> [Extract provided]:
□ □ □ □ □ □ □

# fluids / thermo / HVAC charts for AM test?



## bph (Mar 29, 2009)

I will be taking the Machine Design Depth this April, and wonder if I need any charts for the thermo / fluids / HVAC morning session, other than what is in the MERM?

Any ideas?

Thanks,

BPH


----------



## mechie_aggie (Mar 30, 2009)

bph said:


> I will be taking the Machine Design Depth this April, and wonder if I need any charts for the thermo / fluids / HVAC morning session, other than what is in the MERM?Any ideas?
> 
> Thanks,
> 
> BPH



I too have a similar question. I intend to take Thermal-Fluids Depth. Is the appendix section in MERM 12th Edition good enough or do I need to collect some additional charts?

Please advice.


----------



## Sschell (Mar 30, 2009)

Short answer: no...

It cant hurt to have them, I also took MD afternoon, but had the ASHRAE charts in a binder... I found it was quicker and easier to use the larger charts in the binder, but not a necessity.

I ended up having way more references than necessary at the test. This was only a bad thing because I had to park about half a mile from the test area, and did not have anything with wheels to carry my books with. also, it is just more stuff to dig through and deal with during the exam.

I would recommend keeping it to MERM + 3 to 4 other references that you are familar with.


----------



## bph (Mar 30, 2009)

dude said:


> ... I also took MD afternoon, but had the ASHRAE charts in a binder... I found it was quicker and easier to use the larger charts in the binder, but not a necessity.


Hey dude,

What ASHRAE charts did you use? I would like to buy a set but don't want to spend a lot of time figuring out which ones to purchase.

Any help would be appreciated.

Thanks,

BPH


----------



## MechGuy (Mar 30, 2009)

I would take a book on steam/gas/air tables. The tables in Lindberg are not good enough, you will have to interpolate alot. A book with steam tables and a book with gas/air tables will help you save time.


----------



## bph (Mar 30, 2009)

MechGuy said:


> I would take a book on steam/gas/air tables. The tables in Lindberg are not good enough, you will have to interpolate alot. A book with steam tables and a book with gas/air tables will help you save time.

□ □ □ □ □ □ □

> [Requirement 1]: Retype the part of the thread on exam charts that opens with the words containing "## Sschell (Mar" and closes with "during the exam.".
> [Requirement 2]:
Answer these from the thread on exam charts:
(a) Which edition of the MERM does mechie_aggie name?
(b) About how far from the test area did Sschell have to park?
(c) Whose tables does MechGuy call not good enough?
The data has no role in any of this.

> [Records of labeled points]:
□ □ □ □ □ □ □

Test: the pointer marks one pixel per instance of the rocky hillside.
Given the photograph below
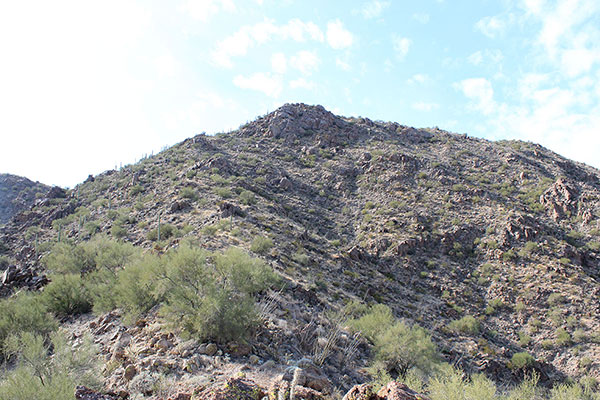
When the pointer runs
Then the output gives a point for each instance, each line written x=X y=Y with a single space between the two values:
x=17 y=194
x=492 y=247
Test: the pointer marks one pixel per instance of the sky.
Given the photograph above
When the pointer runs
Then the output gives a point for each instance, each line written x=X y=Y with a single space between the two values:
x=89 y=85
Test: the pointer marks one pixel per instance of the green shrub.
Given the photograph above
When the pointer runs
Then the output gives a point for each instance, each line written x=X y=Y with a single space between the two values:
x=135 y=287
x=402 y=347
x=213 y=301
x=188 y=193
x=24 y=313
x=398 y=347
x=467 y=325
x=562 y=337
x=261 y=245
x=451 y=384
x=166 y=231
x=247 y=197
x=66 y=295
x=223 y=192
x=135 y=190
x=5 y=261
x=555 y=298
x=524 y=339
x=48 y=371
x=521 y=360
x=118 y=231
x=528 y=249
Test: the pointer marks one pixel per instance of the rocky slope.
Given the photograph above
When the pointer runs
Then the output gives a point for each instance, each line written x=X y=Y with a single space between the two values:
x=17 y=194
x=436 y=225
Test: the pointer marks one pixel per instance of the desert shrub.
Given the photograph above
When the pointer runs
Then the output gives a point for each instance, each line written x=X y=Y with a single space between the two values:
x=527 y=389
x=135 y=286
x=398 y=347
x=66 y=294
x=509 y=255
x=378 y=318
x=568 y=392
x=136 y=189
x=562 y=337
x=247 y=197
x=223 y=192
x=24 y=313
x=521 y=360
x=555 y=298
x=402 y=347
x=524 y=339
x=98 y=253
x=451 y=384
x=261 y=245
x=213 y=301
x=467 y=325
x=5 y=261
x=188 y=193
x=118 y=231
x=48 y=371
x=166 y=232
x=528 y=249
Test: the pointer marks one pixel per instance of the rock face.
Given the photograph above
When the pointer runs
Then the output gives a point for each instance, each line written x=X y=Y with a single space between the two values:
x=435 y=225
x=560 y=199
x=17 y=194
x=392 y=391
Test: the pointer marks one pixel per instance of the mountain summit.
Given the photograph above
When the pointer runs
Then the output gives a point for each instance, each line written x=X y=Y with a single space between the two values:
x=490 y=249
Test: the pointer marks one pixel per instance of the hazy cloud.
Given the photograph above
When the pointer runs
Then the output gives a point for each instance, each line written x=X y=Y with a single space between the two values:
x=203 y=10
x=338 y=37
x=278 y=63
x=268 y=84
x=249 y=36
x=401 y=46
x=480 y=92
x=305 y=61
x=374 y=9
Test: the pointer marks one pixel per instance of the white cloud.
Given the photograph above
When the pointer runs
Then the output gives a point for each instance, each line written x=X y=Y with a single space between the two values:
x=487 y=56
x=480 y=92
x=203 y=10
x=302 y=83
x=278 y=63
x=422 y=18
x=374 y=8
x=248 y=36
x=297 y=29
x=476 y=58
x=491 y=26
x=167 y=65
x=338 y=37
x=401 y=46
x=419 y=78
x=425 y=107
x=268 y=84
x=305 y=61
x=341 y=64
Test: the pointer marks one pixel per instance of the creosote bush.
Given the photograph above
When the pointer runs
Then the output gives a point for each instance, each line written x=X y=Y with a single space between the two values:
x=261 y=245
x=24 y=313
x=47 y=369
x=398 y=347
x=207 y=295
x=467 y=325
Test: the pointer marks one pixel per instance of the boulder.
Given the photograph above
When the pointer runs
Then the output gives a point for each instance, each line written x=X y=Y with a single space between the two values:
x=84 y=393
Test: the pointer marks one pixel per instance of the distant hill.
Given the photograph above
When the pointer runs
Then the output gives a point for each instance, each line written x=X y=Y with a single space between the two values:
x=493 y=247
x=17 y=194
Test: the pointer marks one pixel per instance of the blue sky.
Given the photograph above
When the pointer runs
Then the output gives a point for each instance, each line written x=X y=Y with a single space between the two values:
x=85 y=86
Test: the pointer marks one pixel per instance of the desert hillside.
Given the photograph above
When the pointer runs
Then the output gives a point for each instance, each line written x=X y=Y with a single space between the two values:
x=327 y=233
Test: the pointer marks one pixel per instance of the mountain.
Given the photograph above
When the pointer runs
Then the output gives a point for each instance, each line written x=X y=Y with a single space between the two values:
x=17 y=194
x=492 y=247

□ □ □ □ □ □ □

> [Reply 1]:
## Sschell (Mar 30, 2009)

Short answer: no...

It cant hurt to have them, I also took MD afternoon, but had the ASHRAE charts in a binder... I found it was quicker and easier to use the larger charts in the binder, but not a necessity.

I ended up having way more references than necessary at the test. This was only a bad thing because I had to park about half a mile from the test area, and did not have anything with wheels to carry my books with. also, it is just more stuff to dig through and deal with during the exam.

> [Reply 2]:
(a) The 12th Edition
(b) About half a mile
(c) Lindberg's